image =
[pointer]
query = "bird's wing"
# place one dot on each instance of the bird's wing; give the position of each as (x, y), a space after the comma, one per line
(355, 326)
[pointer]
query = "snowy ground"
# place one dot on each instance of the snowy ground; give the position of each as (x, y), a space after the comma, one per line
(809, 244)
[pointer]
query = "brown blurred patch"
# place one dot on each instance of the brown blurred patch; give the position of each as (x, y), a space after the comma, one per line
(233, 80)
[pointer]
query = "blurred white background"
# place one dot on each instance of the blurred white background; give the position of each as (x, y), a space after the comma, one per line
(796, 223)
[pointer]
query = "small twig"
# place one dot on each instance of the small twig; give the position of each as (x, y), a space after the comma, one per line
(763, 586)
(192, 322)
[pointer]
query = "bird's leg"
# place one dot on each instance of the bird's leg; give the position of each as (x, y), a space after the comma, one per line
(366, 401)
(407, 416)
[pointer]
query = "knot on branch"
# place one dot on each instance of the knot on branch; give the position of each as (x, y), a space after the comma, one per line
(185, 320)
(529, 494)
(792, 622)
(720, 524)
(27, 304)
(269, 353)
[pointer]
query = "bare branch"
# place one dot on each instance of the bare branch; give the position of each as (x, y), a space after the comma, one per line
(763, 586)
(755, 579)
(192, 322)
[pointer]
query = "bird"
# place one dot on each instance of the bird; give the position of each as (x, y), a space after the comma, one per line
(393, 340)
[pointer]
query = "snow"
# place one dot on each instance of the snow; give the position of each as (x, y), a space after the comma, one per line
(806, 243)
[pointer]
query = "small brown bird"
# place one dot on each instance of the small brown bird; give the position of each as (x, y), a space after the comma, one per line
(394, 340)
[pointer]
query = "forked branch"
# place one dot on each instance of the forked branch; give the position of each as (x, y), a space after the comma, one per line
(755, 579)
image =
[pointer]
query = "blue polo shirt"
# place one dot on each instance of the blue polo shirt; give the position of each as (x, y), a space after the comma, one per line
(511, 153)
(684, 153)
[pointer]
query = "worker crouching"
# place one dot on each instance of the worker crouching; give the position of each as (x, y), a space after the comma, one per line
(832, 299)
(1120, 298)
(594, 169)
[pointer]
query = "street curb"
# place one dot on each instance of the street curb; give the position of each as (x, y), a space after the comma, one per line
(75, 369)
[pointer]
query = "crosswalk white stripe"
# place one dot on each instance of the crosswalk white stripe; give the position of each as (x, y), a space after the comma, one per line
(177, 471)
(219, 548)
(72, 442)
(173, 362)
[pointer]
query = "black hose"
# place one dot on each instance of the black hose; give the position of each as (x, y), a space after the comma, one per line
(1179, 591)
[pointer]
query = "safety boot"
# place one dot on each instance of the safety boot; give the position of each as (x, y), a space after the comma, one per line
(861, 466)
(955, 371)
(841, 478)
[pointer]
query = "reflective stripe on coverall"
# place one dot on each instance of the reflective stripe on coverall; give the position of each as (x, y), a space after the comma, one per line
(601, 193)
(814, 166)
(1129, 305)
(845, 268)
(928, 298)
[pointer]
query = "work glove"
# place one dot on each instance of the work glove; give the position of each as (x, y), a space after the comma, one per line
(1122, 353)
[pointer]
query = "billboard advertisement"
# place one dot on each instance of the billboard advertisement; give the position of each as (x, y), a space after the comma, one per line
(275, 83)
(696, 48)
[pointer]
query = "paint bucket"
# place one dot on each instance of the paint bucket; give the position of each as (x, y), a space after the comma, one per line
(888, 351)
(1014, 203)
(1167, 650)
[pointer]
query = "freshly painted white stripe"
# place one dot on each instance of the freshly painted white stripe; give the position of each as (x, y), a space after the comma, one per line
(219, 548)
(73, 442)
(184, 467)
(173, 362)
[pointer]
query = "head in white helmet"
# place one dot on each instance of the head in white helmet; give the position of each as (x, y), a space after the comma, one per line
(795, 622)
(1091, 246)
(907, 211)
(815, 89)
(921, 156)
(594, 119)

> **연습 과제**
위 기록에서 "blue"라는 단어가 들어 있는 줄을 모두 뽑아 적으세요.

> **작성 답안**
query = "blue polo shirt"
# place one dot on each instance of the blue polo shirt; give the position of each as (x, y), a space after the comma, one per line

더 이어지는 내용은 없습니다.